_Task requirements_:
Rewrite only the lines starting with the one that contains "Where can you see the metal" and going on through the one that contains "[[340, 145]]", substituting "steel clipboard clip" for "metal clipboard clip" and leaving everything else as it is.

_Supplied data_:
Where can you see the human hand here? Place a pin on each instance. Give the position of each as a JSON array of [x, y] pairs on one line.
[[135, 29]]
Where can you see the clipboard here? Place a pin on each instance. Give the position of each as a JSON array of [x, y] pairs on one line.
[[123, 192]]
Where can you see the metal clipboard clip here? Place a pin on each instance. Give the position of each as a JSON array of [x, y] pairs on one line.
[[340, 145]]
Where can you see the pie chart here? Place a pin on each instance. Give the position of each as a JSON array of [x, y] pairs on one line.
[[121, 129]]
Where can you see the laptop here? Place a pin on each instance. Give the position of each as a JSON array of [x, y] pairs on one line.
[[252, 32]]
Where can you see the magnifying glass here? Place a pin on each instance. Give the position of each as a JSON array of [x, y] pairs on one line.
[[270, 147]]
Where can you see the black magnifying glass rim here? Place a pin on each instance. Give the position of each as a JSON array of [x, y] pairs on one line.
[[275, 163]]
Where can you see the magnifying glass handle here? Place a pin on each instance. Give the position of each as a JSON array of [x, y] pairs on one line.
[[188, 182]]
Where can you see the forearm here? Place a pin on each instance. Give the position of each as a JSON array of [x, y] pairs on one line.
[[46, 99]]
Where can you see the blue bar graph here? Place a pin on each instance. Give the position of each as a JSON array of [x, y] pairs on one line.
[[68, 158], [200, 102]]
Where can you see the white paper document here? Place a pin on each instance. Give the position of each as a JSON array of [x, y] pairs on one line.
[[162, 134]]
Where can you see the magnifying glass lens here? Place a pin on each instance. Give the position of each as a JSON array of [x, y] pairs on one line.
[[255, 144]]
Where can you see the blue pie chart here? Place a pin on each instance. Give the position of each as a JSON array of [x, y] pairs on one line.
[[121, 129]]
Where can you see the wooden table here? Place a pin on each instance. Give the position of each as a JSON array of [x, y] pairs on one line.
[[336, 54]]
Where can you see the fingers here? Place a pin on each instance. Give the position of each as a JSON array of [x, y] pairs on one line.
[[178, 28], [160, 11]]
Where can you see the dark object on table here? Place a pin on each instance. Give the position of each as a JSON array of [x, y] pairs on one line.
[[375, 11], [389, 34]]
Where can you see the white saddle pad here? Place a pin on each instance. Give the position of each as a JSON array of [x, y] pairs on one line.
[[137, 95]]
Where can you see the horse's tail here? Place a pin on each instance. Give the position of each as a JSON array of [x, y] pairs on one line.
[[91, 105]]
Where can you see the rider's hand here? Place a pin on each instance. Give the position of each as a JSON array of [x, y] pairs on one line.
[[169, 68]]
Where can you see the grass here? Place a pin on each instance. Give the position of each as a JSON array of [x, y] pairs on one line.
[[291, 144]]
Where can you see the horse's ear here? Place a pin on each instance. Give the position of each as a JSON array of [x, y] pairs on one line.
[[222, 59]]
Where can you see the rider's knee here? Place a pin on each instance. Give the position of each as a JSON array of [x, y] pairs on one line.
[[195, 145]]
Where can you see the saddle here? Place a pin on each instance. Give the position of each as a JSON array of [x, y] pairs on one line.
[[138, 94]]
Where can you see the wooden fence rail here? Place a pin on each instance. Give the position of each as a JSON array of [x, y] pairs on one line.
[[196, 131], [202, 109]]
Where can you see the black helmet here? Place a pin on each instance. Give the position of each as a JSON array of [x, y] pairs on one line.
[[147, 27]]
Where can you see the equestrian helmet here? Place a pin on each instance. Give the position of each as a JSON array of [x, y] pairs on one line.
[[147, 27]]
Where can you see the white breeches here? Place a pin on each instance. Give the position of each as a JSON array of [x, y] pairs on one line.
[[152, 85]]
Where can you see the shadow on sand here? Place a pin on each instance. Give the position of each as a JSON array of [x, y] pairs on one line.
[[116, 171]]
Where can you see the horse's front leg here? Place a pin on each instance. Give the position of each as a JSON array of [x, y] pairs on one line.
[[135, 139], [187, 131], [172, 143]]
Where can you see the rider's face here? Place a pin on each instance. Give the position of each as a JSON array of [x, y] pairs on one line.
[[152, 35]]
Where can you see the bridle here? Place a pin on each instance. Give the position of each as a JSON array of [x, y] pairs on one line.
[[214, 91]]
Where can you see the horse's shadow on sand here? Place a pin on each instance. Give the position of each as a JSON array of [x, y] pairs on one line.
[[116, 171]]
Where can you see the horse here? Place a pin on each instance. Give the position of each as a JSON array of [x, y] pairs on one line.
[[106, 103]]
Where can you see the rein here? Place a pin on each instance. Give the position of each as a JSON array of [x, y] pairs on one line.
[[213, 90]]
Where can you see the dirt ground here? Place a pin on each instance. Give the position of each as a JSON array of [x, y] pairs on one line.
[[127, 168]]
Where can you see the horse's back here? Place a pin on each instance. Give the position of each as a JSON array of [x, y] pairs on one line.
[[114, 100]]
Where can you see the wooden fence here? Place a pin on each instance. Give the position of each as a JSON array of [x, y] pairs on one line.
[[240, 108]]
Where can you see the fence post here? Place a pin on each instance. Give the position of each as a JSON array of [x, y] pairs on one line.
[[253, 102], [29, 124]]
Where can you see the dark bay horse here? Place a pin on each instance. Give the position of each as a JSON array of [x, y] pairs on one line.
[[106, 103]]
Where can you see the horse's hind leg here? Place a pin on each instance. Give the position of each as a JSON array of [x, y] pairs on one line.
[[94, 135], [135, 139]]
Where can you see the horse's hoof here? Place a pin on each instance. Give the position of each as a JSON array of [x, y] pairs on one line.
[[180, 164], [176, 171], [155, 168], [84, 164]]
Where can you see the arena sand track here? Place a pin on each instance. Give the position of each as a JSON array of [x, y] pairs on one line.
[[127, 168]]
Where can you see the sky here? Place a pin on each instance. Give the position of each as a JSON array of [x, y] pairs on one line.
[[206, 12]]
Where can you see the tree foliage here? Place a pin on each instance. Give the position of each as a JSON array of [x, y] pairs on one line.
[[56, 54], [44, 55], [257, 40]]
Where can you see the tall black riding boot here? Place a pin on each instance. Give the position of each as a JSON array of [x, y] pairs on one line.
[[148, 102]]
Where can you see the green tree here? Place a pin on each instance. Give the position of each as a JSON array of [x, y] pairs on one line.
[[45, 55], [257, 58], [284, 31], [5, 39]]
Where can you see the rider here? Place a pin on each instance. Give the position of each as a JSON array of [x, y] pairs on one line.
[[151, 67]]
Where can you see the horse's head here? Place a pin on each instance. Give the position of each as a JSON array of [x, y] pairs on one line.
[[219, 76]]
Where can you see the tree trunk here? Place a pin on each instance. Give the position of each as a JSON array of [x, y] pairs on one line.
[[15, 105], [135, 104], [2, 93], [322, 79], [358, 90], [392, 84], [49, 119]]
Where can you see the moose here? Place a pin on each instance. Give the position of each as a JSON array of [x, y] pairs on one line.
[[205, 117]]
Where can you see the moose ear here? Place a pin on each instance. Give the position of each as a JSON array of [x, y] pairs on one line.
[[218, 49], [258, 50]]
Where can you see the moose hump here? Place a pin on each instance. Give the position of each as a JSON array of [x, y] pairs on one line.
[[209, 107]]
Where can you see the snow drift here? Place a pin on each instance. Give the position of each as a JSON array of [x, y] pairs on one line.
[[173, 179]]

==

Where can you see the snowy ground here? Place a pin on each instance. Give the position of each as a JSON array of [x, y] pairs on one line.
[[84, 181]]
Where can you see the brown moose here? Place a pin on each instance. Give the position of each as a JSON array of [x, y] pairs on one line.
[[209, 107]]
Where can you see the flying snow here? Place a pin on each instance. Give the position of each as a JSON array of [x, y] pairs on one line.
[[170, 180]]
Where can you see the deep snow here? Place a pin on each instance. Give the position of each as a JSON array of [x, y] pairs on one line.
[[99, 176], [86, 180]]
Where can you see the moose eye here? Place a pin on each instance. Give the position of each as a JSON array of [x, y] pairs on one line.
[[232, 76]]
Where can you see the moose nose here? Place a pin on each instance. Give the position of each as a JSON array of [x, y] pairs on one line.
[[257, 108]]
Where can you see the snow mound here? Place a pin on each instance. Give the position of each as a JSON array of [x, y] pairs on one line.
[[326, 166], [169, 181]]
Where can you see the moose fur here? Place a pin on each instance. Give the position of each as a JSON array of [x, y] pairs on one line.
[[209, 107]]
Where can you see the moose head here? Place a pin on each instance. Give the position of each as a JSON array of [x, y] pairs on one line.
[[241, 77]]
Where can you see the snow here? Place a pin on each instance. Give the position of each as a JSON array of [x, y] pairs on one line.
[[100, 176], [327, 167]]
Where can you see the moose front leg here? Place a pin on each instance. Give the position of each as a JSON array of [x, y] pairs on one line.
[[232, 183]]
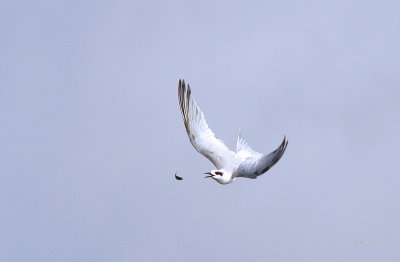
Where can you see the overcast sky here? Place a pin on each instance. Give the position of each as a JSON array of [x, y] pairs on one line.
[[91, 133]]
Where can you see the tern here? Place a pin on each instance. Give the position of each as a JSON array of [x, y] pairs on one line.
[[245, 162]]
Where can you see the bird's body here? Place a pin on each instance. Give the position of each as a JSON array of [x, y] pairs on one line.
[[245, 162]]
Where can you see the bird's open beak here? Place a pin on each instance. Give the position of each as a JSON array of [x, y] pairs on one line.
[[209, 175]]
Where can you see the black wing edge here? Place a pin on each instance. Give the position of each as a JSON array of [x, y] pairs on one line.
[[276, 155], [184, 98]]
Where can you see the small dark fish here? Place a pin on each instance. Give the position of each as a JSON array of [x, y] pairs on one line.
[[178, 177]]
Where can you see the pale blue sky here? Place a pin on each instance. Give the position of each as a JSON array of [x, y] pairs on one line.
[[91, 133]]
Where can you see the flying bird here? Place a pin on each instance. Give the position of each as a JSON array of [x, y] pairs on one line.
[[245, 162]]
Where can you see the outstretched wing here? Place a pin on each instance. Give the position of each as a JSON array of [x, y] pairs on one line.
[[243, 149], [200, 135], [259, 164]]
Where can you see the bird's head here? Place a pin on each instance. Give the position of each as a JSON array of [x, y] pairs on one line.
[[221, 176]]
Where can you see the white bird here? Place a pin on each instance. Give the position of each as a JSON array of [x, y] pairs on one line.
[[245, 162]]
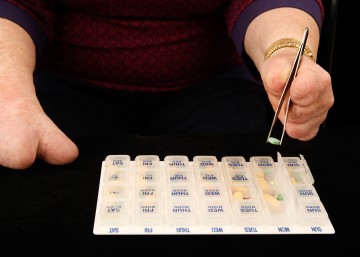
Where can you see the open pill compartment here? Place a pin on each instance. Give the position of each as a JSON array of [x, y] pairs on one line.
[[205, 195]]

_Reply_:
Where can you see the steel clipboard clip here? Place a pin on each instance. Give the position of each as a JSON array of [x, y] pairs on one line.
[[340, 145]]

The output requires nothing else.